SUPPLIED TEXT:
_ _ _ _

Well, it turns out that there was. The Logic of Life picks up where Freakonomics left off — that is, recent research into interest economic phenomena that does not come from the ‘lab’ of Steve Levitt. It is a series of essays around some themes including poker tournaments, divorce, workplace politics, neighbourhood effects, racism, geographic agglomeration, voting and long-term economic growth. But the research documented is hardly the dry stuff that you might normally expect. Instead, it covers the interesting — also known as ‘freaky’ — topics that have caused economics to adorn the newspapers and blogs with surprising regularity.

In that respect, there is nothing new in this book. What is new is how well exposited it is. Moreover, there is nothing ecclectic about Harford’s choice of topics. It is exactly what we would students to be reading to understand the power of economics using examples of recent research. The research is given context and it is explained in a way that has the important quailty of ‘not being wrong’ and being appropriately qualified. With this book, Tim Harford has established himself as perhaps the world’s leading economic journalist. If you read one economics book this year among the stack recently produced, this would be it.

But there is another thing that comes from this book. The research documented shows an interesting trend. Chicago economists coming up with theories (in some cases decades ago) that are being tested by younger East Coast economists. What has caused this in the sociology of academic economics is an interesting question that i have no answer for.

Finally, a reminder to all Melbourne residents out there that Tim Harford will be speaking at MBS in just a couple of weeks time. Click here to register.

4 Responses to "The Logic of Life"
  1. And even before Freakonomics there was Landsburg’s Armchair Economist, David Friedman’s Hidden Order, Gene Callahan’s Economics for Real People, and probably several others. It’s hard to believe the market could accommodate even one of these, but there you go.

  2. For those wanting a bit of a taste, the LSE lecture program had Tim Harford speak. Very engaging and some interesting views on recent research.

_ _ _ _

(Records from a data source)
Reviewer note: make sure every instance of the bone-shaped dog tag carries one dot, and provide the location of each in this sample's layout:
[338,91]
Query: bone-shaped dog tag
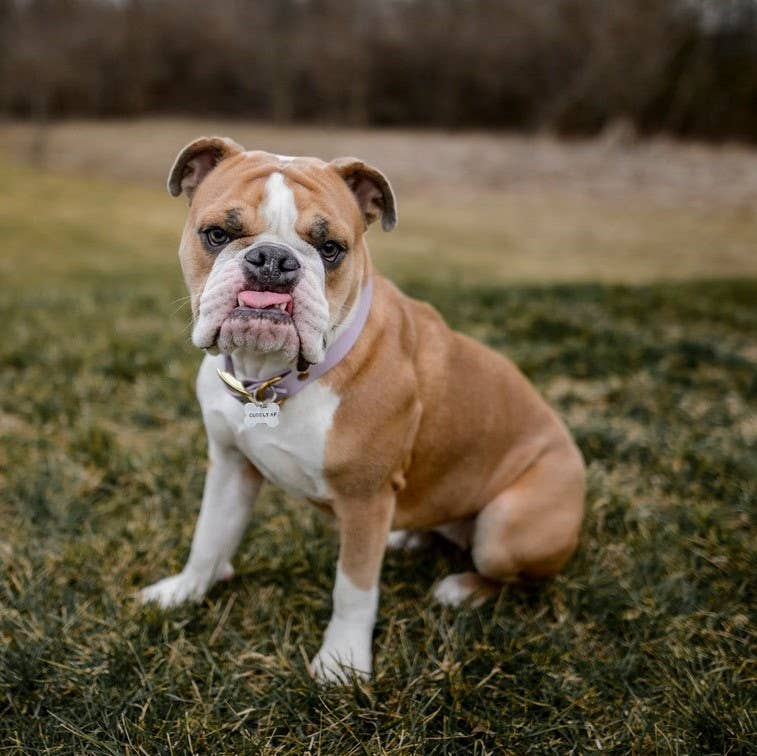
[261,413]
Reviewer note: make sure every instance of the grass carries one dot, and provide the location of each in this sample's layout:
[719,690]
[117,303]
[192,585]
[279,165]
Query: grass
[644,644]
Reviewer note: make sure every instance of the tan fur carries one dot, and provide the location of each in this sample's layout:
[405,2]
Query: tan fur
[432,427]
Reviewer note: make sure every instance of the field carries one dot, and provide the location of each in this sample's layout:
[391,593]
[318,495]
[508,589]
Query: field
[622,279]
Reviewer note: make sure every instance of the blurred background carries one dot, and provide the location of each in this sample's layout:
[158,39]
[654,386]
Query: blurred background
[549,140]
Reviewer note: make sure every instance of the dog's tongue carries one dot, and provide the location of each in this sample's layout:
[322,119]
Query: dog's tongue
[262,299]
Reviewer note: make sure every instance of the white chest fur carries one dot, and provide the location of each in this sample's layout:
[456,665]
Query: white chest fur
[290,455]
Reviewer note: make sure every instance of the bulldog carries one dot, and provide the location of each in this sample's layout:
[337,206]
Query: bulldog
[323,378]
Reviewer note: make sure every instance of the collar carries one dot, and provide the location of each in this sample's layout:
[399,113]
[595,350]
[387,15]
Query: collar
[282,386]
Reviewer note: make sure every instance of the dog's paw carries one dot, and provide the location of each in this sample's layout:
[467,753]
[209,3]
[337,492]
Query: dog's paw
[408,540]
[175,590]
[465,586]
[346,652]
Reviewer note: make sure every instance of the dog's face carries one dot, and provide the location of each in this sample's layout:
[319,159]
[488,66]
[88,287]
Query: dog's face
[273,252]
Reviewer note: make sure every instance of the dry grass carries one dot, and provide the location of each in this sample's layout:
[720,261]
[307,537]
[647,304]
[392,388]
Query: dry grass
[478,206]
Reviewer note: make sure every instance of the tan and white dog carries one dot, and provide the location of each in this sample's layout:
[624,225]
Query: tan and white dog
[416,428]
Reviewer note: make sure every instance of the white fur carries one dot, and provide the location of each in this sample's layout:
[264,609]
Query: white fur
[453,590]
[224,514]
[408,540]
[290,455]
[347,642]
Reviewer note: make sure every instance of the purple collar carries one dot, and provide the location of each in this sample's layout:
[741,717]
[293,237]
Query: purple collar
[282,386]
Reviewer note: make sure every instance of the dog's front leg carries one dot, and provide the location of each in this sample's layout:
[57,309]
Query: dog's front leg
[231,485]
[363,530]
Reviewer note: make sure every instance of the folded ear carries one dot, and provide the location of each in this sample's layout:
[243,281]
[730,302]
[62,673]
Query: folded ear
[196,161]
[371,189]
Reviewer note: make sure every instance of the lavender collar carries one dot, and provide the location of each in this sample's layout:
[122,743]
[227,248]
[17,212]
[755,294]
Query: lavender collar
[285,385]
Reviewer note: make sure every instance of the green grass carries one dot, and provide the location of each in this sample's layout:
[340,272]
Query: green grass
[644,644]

_ _ _ _

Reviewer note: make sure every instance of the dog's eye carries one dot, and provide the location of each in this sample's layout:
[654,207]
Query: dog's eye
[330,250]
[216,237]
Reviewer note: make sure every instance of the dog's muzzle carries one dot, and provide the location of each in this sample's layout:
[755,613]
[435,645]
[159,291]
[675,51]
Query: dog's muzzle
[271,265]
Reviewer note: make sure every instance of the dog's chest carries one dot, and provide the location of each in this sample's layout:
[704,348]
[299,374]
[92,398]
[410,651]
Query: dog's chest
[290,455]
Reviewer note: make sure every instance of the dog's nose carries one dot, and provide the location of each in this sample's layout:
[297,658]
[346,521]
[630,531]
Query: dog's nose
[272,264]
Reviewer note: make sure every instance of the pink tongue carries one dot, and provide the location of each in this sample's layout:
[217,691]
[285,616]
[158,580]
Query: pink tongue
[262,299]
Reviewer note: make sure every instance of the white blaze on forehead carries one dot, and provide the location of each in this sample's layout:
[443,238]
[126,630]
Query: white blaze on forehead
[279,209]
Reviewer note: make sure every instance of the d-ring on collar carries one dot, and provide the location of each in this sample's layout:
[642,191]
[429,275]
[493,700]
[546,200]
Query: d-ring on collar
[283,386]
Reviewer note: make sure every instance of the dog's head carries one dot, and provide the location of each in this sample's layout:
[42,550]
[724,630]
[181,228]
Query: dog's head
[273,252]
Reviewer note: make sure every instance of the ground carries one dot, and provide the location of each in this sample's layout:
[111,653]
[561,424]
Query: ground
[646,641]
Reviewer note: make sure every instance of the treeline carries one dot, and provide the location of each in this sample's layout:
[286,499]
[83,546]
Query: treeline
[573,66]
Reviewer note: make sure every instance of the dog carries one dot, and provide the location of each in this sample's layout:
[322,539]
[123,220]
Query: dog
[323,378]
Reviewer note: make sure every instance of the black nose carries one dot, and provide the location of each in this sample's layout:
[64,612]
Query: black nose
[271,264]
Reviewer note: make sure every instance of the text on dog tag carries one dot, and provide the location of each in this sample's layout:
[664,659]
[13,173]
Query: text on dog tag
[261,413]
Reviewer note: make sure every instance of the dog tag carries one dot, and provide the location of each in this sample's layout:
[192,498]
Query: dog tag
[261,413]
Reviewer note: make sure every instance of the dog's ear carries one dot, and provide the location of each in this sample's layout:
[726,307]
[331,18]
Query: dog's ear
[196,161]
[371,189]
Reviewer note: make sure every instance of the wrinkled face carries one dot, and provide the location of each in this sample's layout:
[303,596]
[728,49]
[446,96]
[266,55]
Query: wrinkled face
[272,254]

_ _ _ _

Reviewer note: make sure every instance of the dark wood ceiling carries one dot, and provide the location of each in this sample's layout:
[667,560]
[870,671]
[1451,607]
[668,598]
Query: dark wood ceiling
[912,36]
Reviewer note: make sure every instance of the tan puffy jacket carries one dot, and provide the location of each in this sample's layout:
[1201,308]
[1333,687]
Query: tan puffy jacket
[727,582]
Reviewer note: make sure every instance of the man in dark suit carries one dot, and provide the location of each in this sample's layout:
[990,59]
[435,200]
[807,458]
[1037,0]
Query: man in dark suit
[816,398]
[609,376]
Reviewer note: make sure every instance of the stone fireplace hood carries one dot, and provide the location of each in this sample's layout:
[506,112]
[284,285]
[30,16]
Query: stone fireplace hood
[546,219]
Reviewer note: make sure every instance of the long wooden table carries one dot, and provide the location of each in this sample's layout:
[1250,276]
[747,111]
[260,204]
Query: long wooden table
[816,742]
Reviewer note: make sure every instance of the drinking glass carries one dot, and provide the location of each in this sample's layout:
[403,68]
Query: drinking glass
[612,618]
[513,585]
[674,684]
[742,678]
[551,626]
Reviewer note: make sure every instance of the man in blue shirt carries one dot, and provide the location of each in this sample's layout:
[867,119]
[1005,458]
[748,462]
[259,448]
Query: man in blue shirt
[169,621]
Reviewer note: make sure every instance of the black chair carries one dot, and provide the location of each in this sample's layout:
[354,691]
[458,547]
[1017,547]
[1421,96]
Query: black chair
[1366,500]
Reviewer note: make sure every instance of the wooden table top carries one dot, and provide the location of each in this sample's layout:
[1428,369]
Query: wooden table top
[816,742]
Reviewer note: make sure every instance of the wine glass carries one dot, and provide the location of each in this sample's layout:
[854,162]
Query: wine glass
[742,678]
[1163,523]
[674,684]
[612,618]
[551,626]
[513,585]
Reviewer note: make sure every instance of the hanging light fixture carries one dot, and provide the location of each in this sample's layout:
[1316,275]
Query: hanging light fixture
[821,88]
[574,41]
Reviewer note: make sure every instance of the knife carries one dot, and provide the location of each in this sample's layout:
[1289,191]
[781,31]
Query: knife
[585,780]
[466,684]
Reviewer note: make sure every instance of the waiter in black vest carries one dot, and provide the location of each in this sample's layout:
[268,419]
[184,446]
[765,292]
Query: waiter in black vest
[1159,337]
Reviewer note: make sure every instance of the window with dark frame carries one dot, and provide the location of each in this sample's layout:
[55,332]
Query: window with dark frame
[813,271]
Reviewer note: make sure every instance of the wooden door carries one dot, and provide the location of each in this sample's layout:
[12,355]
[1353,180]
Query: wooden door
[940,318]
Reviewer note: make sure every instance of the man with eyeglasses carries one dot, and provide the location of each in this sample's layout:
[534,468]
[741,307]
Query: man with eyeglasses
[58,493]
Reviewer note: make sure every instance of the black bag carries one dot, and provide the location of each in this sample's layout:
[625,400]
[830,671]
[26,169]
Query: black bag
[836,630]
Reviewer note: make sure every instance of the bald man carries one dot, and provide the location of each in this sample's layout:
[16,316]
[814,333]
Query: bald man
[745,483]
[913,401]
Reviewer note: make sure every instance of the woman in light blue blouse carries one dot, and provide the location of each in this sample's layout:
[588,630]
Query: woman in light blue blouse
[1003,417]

_ _ _ _

ACTIVITIES:
[1] Summarize the review of The Logic of Life in two sentences.
[2] Return the passage of the review of The Logic of Life from "Well, it turns" up to and including "with surprising regularity.", word for word.

ANSWERS TO THE PROBLEMS:
[1] The Logic of Life picks up where Freakonomics left off, presenting essays on recent research into interesting economic phenomena such as poker tournaments, divorce, workplace politics, racism, and voting. The review finds nothing new in the topics but praises how well the research is explained, calling it the one economics book to read this year.

[2]
Well, it turns out that there was. The Logic of Life picks up where Freakonomics left off — that is, recent research into interest economic phenomena that does not come from the ‘lab’ of Steve Levitt. It is a series of essays around some themes including poker tournaments, divorce, workplace politics, neighbourhood effects, racism, geographic agglomeration, voting and long-term economic growth. But the research documented is hardly the dry stuff that you might normally expect. Instead, it covers the interesting — also known as ‘freaky’ — topics that have caused economics to adorn the newspapers and blogs with surprising regularity.